== Provided passage ==
Some answers on “Brexit”

Last week’s BBC NI Spotlight programme contained some questions from the audience on “Brexit” – specifically, on the impact on individual people.

Anyone who says anything with certainty about the outcome of “Brexit” is not to be trusted. However, we can take some reasonable guesses.


“Will I have to show a passport to get to Dublin Airport [from Northern Ireland]?”

Almost certainly not.

The issue at the border is whether vehicles and travellers will have to be stopped at Customs checkpoints. Even this is not something which would happen overnight; it would happen gradually as (if) the UK chose to create product regulations and trading standards distinct from the EU.

Cost of living

“Will my fuel prices keep rising?”

This depends. It is worth being clear why they are currently rising, to the notable detriment of people on low and fixed incomes who have no real means of increasing their income (and thus have to save extra money from the household budget to pay for fuel).

== Dataset section ==

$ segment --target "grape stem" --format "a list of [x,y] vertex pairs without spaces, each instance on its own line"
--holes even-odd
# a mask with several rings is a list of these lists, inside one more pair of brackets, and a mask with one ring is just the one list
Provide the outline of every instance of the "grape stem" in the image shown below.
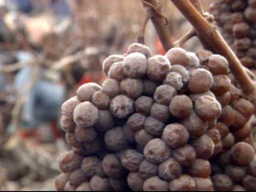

== Task instructions ==
(A) Answer these questions from the Brexit piece:
(i) Which broadcast included the audience questions?
(ii) What answer does the piece give on needing a passport to reach Dublin Airport from Northern Ireland?
(iii) Which people does the piece say are hit notably hard by rising fuel prices?
(B) Using the Brexit piece, decide whether each statement agrees with it. Answer yes or no, and quote the words that decide it.
(i) Customs checkpoints at the border would appear overnight.
(ii) Anyone who claims certainty about the outcome of Brexit should not be trusted.
(iii) The piece states plainly that fuel prices will keep rising.
(C) Continue the Brexit questions-and-answers piece, picking up after its last sentence.
The material shown above comes from a separate source and has no connection to the Brexit piece.

== Solved tasks ==
(A)
(i) Last week's BBC NI Spotlight programme.
(ii) Almost certainly not.
(iii) People on low and fixed incomes who have no real means of increasing their income.

(B)
(i) No: "Even this is not something which would happen overnight"
(ii) Yes: "Anyone who says anything with certainty about the outcome of “Brexit” is not to be trusted."
(iii) No: "This depends."

(C)
The vote to leave the EU inevitably saw a decline in the value of the Pound Sterling. Two things then happened: first, the UK printed more money, devaluing further the money already in existence; and second, the devaluation of money increased the cost of imports. The UK is now a net importer of energy, for example, so the cost of energy went up.

The further issue is the UK Government’s apparent lack of plan for leaving the EU, with the increasing risk that the UK’s withdrawal will be “hard”, with significant tariff barriers and so on, inevitably damaging the economy. This further weakened the currency (as people sought to hold money in the currencies of stronger economies), beyond even the expectations of Remain campaigners during the referendum.

The question now is whether the UK Government can show some competence in developing a negotiating strategy. The best bet is to assume it will not, so the cost of living will continue to rise.

Special Status

Should Northern Ireland have special status?

Northern Ireland already has special status.

The 1998 Agreement establishes that Northern Ireland is within the UK for sovereignty, but that its citizens may opt for either UK or Irish citizenship (or both). This is unique; in most cases, citizenship directly follows sovereignty.

Therefore, for a start, “people of Northern Ireland” will have an automatic (birth)right to EU citizenship, even if the UK proceeds to leave the EU. This does not apply to any other UK jurisdiction, and thus already constitutes “special status”.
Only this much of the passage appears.